**EXERCISE INPUTS**
----

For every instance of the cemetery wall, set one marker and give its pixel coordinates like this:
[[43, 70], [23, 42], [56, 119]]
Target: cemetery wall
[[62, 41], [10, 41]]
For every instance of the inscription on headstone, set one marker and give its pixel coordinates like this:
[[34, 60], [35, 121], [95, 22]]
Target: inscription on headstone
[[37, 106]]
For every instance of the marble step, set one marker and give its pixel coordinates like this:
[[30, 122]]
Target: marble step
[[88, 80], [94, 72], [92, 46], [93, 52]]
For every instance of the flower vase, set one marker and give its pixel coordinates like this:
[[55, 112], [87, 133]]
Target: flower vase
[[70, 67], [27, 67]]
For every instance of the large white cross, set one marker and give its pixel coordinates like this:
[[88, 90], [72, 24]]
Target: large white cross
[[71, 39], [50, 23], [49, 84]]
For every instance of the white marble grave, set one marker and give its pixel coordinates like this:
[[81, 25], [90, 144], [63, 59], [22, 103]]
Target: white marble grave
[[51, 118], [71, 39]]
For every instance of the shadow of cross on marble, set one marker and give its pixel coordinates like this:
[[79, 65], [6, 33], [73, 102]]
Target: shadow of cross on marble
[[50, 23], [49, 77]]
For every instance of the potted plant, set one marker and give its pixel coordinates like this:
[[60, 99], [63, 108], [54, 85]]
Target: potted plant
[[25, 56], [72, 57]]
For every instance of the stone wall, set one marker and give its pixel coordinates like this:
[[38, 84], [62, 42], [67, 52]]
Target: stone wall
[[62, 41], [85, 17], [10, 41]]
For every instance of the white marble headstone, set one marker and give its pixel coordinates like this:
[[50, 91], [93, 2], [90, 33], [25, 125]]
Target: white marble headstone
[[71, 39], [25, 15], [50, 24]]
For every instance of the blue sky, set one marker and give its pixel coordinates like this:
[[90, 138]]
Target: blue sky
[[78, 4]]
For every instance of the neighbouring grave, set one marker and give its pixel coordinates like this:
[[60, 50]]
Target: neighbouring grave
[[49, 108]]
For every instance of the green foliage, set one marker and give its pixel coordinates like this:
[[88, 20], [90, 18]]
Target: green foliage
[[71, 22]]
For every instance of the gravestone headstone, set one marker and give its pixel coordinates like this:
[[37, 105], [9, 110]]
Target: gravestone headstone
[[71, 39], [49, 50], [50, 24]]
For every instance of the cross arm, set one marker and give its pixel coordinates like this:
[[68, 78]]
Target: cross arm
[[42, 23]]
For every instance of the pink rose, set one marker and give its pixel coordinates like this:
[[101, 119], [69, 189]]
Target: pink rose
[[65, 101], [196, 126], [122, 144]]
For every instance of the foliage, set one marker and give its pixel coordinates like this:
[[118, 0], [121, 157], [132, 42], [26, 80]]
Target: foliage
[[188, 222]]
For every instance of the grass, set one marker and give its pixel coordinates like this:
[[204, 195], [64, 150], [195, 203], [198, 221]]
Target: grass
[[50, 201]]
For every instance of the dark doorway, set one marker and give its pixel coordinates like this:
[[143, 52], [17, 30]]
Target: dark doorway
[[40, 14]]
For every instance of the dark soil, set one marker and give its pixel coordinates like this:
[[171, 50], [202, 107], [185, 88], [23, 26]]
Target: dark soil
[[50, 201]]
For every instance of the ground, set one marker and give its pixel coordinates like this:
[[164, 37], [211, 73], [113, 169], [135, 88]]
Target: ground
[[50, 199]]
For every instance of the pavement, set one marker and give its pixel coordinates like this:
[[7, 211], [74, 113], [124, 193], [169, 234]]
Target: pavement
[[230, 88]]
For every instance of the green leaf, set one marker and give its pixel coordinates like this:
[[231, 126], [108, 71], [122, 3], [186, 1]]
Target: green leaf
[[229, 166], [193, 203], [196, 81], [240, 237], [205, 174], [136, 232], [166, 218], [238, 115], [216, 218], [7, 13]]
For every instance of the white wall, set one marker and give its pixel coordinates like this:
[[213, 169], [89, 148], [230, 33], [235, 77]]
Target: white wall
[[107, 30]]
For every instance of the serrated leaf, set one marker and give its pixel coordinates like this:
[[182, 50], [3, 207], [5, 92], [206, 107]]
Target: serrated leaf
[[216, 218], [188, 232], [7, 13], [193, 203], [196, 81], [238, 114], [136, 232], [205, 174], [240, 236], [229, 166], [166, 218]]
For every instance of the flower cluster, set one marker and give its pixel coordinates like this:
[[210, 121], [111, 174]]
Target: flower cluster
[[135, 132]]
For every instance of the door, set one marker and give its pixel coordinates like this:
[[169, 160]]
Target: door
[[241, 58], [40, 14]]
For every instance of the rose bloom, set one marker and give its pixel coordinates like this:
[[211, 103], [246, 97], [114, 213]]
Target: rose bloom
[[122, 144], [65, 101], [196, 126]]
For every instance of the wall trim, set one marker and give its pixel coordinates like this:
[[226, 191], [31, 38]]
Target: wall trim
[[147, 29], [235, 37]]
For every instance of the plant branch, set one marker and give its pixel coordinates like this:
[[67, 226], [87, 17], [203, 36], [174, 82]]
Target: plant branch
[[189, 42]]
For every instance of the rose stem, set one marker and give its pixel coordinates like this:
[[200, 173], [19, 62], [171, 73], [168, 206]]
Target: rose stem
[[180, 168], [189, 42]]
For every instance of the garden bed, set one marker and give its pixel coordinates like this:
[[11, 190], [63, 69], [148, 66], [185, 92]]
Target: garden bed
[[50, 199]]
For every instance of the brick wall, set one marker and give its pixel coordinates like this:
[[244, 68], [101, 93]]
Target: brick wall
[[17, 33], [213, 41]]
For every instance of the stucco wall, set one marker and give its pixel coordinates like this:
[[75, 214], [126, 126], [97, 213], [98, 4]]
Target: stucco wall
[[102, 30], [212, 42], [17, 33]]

----

Print only the lines running from the one with "[[67, 226], [87, 17], [203, 36], [174, 82]]" to the final line of the data above, each exactly as it appears.

**SOLUTION BELOW**
[[67, 226], [87, 17], [203, 36], [174, 82]]
Target: plant branch
[[189, 42]]
For every instance of the rose stem, set one marker and give its pixel coordinates like this:
[[200, 173], [19, 62], [171, 73], [168, 206]]
Target: rose stem
[[180, 168], [189, 42]]
For every instance of the garden bed, set one marker and give its pixel coordinates like this:
[[11, 190], [63, 69], [148, 66], [185, 92]]
Target: garden bed
[[50, 199]]
For every instance of the brick wall, set one marker and give its pixel coordinates like this:
[[244, 68], [101, 93]]
Target: brick wall
[[17, 33], [213, 41]]
For every instance of the stucco wall, set one marker and give its pixel coordinates like this:
[[75, 214], [126, 126], [97, 213], [98, 4]]
Target: stucco wall
[[102, 30], [212, 42], [17, 33]]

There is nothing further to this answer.